Directions for this task -> Word for word, return each entry that follows, with every image removed.

(Referring expression pointing data)

━━━━━━━━

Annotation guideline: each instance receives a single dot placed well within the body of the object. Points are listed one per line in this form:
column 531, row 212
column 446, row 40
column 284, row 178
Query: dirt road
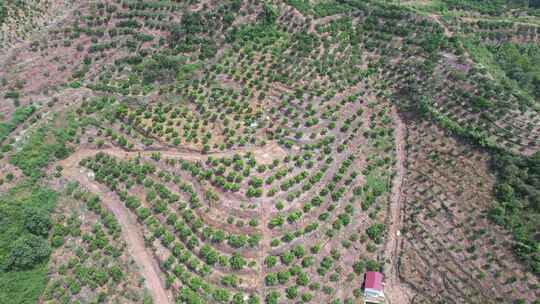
column 396, row 292
column 130, row 231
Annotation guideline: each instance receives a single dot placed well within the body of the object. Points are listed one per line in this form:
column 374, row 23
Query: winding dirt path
column 396, row 291
column 130, row 231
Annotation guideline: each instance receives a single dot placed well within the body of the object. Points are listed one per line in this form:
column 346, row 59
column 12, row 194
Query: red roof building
column 373, row 280
column 373, row 287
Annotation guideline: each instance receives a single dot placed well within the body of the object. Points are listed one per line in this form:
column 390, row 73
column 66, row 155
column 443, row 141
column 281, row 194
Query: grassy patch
column 21, row 285
column 45, row 144
column 19, row 116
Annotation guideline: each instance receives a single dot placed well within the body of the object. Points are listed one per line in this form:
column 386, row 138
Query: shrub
column 28, row 251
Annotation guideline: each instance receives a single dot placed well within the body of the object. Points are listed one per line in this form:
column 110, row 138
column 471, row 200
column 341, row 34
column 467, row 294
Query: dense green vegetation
column 518, row 194
column 46, row 143
column 19, row 116
column 24, row 245
column 521, row 63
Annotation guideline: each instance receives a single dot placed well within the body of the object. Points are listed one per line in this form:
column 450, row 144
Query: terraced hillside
column 269, row 151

━━━━━━━━

Written response ->
Annotation guideline: each instance receives a single dot placed well within the body of the object. Points are listed one per line in this form:
column 531, row 212
column 446, row 40
column 284, row 178
Query: dirt road
column 396, row 292
column 130, row 231
Annotation guideline: each instance receives a single dot placed well within the body of the object. Points are listed one per line in this form:
column 374, row 23
Query: winding dirt path
column 396, row 291
column 130, row 231
Annotation guideline: each instance receives a single dot placed well within the body of the object. Points are listed one per line in this form:
column 346, row 59
column 12, row 194
Query: red roof building
column 373, row 280
column 373, row 287
Annotation guideline: each instance receives a single dot placed well within the body of the object. Points are listed one per line in this form:
column 390, row 73
column 66, row 155
column 443, row 141
column 281, row 194
Query: grassy patch
column 21, row 285
column 45, row 144
column 19, row 116
Annotation guideline: each instance receives a single dot placed well within the body of the object. Points are listed one per line in this form:
column 386, row 138
Query: shrub
column 28, row 251
Annotation guideline: each instance receives a single dot placed well within the body of the object. Points are listed one per line in this form:
column 110, row 138
column 471, row 200
column 341, row 34
column 467, row 294
Query: dense green vegetation
column 518, row 194
column 46, row 143
column 19, row 116
column 24, row 245
column 521, row 63
Annotation guideline: each instance receives a single dot placed well within the body of the object. Points are listed one per line in this form:
column 450, row 144
Query: terraced hillside
column 269, row 151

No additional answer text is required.